__RECORDS FOR PROCESSING__:

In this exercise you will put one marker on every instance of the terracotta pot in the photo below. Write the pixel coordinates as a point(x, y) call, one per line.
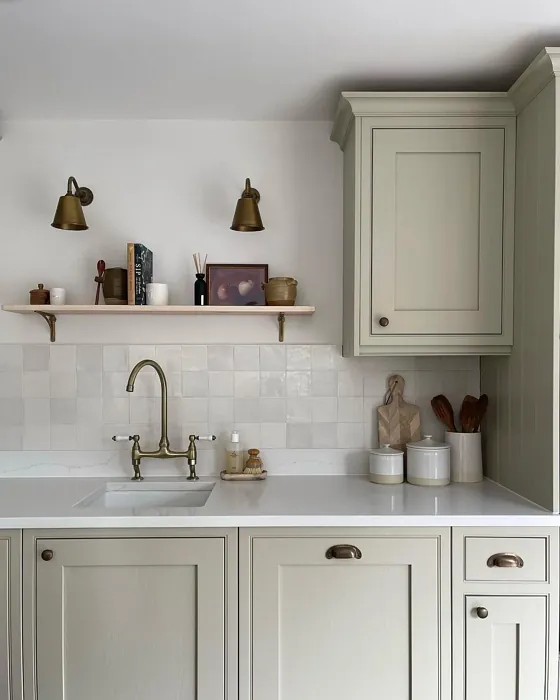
point(280, 291)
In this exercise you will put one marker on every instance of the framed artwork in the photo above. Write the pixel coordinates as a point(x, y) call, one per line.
point(236, 285)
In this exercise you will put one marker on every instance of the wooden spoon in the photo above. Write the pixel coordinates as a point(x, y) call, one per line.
point(444, 412)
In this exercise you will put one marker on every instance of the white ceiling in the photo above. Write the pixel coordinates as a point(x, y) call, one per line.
point(254, 59)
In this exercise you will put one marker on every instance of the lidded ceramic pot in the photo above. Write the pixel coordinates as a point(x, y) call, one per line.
point(428, 462)
point(386, 465)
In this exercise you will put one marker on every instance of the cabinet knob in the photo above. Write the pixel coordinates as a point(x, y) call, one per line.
point(505, 561)
point(343, 551)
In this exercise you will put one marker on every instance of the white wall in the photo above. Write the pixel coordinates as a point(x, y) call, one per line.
point(172, 185)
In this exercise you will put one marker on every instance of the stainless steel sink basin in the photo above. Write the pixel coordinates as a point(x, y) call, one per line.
point(149, 495)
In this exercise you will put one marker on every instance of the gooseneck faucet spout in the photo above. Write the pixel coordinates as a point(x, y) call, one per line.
point(164, 451)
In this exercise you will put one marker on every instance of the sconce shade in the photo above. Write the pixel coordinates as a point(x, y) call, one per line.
point(69, 215)
point(247, 216)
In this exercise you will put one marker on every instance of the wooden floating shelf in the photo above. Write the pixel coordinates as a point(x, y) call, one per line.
point(50, 313)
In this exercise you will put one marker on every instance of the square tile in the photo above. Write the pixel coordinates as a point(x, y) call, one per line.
point(220, 357)
point(89, 411)
point(11, 412)
point(169, 357)
point(64, 411)
point(324, 383)
point(247, 384)
point(36, 412)
point(273, 435)
point(195, 383)
point(89, 384)
point(36, 358)
point(11, 437)
point(36, 437)
point(350, 410)
point(63, 385)
point(298, 410)
point(115, 411)
point(324, 435)
point(324, 410)
point(64, 437)
point(11, 384)
point(272, 358)
point(220, 383)
point(11, 357)
point(299, 435)
point(247, 410)
point(246, 357)
point(272, 410)
point(62, 358)
point(273, 384)
point(36, 385)
point(194, 358)
point(115, 358)
point(350, 435)
point(89, 358)
point(298, 357)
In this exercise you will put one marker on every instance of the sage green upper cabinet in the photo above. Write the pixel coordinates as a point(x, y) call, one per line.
point(428, 222)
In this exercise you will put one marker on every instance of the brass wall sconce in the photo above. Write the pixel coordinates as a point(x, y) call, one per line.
point(247, 216)
point(69, 215)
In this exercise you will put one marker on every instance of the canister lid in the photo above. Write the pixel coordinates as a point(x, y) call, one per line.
point(428, 444)
point(386, 450)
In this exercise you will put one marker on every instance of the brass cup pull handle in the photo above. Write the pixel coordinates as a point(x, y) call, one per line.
point(505, 561)
point(343, 551)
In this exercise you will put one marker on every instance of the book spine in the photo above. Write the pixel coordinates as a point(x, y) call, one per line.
point(130, 274)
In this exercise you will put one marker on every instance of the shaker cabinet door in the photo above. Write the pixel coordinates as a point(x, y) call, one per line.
point(130, 619)
point(506, 648)
point(434, 259)
point(332, 628)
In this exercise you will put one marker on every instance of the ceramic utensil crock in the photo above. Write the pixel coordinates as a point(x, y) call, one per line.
point(386, 465)
point(428, 462)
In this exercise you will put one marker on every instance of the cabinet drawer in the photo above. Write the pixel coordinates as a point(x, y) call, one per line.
point(506, 559)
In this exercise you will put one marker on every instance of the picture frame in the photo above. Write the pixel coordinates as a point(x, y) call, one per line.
point(236, 285)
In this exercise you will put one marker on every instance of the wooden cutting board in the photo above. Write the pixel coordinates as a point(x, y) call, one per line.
point(398, 421)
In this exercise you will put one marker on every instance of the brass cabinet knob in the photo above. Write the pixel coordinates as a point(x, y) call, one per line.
point(343, 551)
point(505, 561)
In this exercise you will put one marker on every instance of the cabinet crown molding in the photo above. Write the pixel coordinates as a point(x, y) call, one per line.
point(421, 104)
point(542, 70)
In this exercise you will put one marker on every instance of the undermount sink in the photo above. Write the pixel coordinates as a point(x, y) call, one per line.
point(149, 495)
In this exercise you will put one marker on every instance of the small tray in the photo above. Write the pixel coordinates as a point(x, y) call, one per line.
point(243, 477)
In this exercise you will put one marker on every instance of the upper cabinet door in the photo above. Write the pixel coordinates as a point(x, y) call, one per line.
point(130, 619)
point(436, 232)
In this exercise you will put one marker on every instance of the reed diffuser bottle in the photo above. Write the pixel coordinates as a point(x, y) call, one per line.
point(200, 289)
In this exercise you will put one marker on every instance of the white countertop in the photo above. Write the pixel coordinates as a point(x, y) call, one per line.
point(281, 501)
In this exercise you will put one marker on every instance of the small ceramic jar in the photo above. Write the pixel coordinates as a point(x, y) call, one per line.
point(428, 462)
point(386, 465)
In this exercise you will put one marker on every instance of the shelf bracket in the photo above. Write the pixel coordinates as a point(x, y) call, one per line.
point(281, 322)
point(51, 320)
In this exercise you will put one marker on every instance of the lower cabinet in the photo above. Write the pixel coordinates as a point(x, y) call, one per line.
point(506, 647)
point(355, 614)
point(131, 618)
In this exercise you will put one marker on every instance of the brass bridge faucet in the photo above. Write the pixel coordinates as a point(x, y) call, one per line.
point(164, 451)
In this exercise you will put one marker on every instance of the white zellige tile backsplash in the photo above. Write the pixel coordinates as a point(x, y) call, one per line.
point(73, 397)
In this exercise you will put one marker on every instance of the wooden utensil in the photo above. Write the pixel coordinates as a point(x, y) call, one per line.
point(99, 278)
point(444, 412)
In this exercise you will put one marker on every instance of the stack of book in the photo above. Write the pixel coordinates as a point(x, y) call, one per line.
point(140, 271)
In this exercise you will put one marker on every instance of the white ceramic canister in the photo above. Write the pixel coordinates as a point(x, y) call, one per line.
point(428, 462)
point(386, 465)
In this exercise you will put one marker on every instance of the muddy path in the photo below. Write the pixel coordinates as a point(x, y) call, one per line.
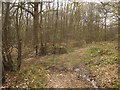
point(77, 76)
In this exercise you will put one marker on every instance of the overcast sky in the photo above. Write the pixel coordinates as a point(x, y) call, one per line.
point(64, 0)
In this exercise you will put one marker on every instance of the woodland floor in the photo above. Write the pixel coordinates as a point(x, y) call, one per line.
point(91, 66)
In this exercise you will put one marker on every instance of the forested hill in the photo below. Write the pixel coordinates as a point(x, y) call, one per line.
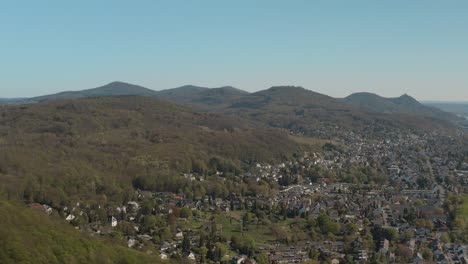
point(95, 146)
point(32, 236)
point(293, 108)
point(404, 104)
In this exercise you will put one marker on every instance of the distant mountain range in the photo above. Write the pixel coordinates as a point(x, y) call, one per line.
point(404, 104)
point(289, 107)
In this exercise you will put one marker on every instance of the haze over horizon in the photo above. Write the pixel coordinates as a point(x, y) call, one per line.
point(417, 48)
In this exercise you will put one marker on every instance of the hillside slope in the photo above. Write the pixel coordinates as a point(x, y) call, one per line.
point(103, 144)
point(31, 236)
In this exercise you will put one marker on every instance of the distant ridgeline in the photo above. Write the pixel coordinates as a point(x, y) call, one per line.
point(294, 108)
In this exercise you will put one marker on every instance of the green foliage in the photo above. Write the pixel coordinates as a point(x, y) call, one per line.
point(30, 236)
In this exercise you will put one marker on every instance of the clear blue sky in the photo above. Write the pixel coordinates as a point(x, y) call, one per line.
point(333, 47)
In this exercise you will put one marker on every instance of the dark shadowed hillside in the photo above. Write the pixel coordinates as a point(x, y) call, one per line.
point(31, 236)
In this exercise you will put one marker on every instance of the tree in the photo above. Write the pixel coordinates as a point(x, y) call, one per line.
point(203, 252)
point(186, 245)
point(262, 258)
point(219, 251)
point(185, 212)
point(427, 254)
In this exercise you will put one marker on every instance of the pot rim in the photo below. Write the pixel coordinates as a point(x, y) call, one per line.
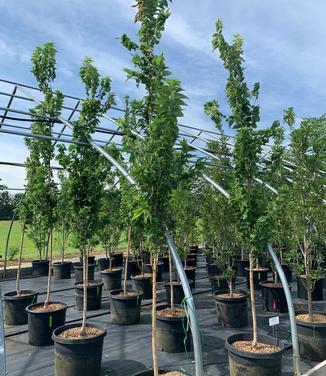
point(65, 341)
point(28, 308)
point(252, 355)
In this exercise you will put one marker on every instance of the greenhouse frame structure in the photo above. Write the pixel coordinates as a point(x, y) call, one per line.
point(20, 97)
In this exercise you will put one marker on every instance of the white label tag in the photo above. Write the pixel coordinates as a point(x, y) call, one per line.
point(274, 320)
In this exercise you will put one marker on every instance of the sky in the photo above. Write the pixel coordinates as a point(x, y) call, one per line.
point(284, 50)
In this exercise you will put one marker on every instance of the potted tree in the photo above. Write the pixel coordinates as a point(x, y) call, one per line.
point(111, 227)
point(41, 193)
point(62, 269)
point(78, 347)
point(307, 214)
point(153, 159)
point(219, 221)
point(17, 301)
point(249, 353)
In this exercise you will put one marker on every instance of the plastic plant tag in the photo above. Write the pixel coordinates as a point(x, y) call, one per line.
point(274, 321)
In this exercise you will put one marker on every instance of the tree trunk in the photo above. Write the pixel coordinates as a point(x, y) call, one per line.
point(63, 245)
point(252, 299)
point(171, 282)
point(85, 285)
point(126, 262)
point(20, 257)
point(47, 300)
point(154, 339)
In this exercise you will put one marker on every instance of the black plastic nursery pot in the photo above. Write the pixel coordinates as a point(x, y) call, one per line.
point(231, 312)
point(15, 306)
point(212, 269)
point(112, 278)
point(40, 268)
point(288, 272)
point(173, 333)
point(317, 292)
point(260, 275)
point(243, 363)
point(178, 294)
point(62, 270)
point(78, 268)
point(42, 324)
point(274, 297)
point(191, 274)
point(94, 295)
point(104, 263)
point(77, 357)
point(125, 310)
point(165, 260)
point(118, 259)
point(312, 339)
point(133, 267)
point(143, 283)
point(241, 266)
point(162, 372)
point(159, 270)
point(218, 283)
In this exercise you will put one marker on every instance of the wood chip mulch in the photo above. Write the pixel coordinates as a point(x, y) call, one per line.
point(258, 348)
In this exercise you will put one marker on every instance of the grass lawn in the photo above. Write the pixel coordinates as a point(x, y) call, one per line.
point(30, 251)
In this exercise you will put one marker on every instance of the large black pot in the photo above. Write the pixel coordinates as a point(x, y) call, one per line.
point(212, 269)
point(242, 363)
point(218, 283)
point(151, 372)
point(40, 268)
point(94, 295)
point(125, 310)
point(104, 263)
point(165, 260)
point(77, 357)
point(143, 284)
point(62, 270)
point(260, 275)
point(42, 324)
point(133, 267)
point(118, 258)
point(178, 294)
point(191, 274)
point(15, 306)
point(312, 339)
point(231, 312)
point(288, 272)
point(173, 333)
point(112, 278)
point(78, 268)
point(159, 269)
point(274, 297)
point(241, 266)
point(317, 292)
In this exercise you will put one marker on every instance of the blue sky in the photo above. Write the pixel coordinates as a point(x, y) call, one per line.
point(285, 44)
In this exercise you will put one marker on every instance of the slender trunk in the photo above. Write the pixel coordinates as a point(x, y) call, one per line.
point(154, 339)
point(309, 303)
point(85, 285)
point(126, 262)
point(47, 300)
point(63, 244)
point(20, 257)
point(171, 282)
point(252, 300)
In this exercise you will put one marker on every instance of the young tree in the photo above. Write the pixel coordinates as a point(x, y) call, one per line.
point(306, 200)
point(155, 116)
point(252, 217)
point(84, 167)
point(41, 190)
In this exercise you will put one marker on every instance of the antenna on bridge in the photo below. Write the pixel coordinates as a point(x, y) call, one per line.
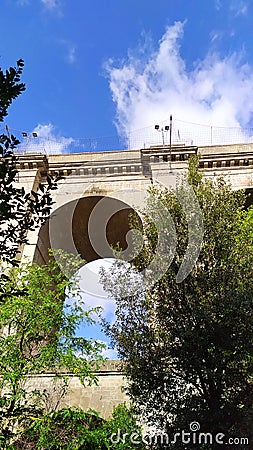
point(170, 139)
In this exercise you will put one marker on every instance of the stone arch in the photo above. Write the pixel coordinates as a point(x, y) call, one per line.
point(67, 228)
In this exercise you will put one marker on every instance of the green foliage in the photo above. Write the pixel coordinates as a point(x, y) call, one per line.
point(20, 210)
point(11, 87)
point(74, 429)
point(38, 335)
point(187, 347)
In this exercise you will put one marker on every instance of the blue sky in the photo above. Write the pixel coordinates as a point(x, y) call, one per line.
point(115, 68)
point(106, 68)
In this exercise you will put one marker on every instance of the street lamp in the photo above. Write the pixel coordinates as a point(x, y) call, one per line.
point(162, 130)
point(28, 137)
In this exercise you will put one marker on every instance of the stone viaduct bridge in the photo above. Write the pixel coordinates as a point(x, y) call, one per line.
point(113, 176)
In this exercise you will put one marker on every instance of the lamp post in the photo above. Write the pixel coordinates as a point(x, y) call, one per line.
point(28, 136)
point(162, 130)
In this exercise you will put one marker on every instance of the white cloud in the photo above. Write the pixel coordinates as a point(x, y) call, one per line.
point(46, 141)
point(23, 2)
point(148, 88)
point(71, 56)
point(239, 8)
point(51, 4)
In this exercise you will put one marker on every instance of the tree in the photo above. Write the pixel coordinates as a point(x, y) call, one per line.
point(187, 347)
point(73, 428)
point(20, 211)
point(38, 334)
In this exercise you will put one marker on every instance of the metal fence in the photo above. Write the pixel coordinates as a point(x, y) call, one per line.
point(183, 133)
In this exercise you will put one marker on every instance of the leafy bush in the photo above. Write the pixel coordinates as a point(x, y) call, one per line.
point(74, 429)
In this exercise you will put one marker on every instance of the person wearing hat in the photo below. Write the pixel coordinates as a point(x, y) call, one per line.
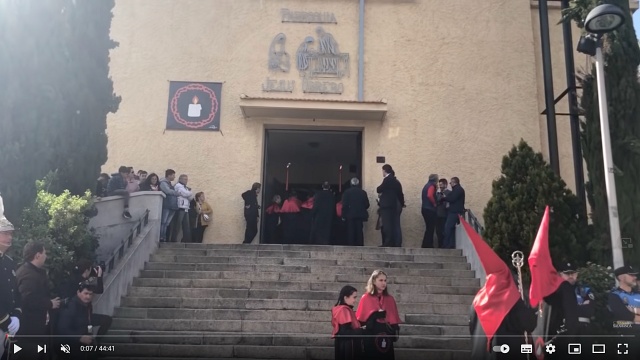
point(584, 295)
point(624, 304)
point(10, 301)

__TO BE DONE__:
Format the rows as a JSON list of strings, one string per line and no blank lines, beginning at the line that contains "the wooden floating" and stopping after the line that contains "point(50, 313)".

__EXERCISE SOLUTION__:
[
  "In this exercise you will put one marker on every instance of the wooden floating shelf in the photo above. Write the pixel coordinates as a point(x, y) call, one per line.",
  "point(50, 313)"
]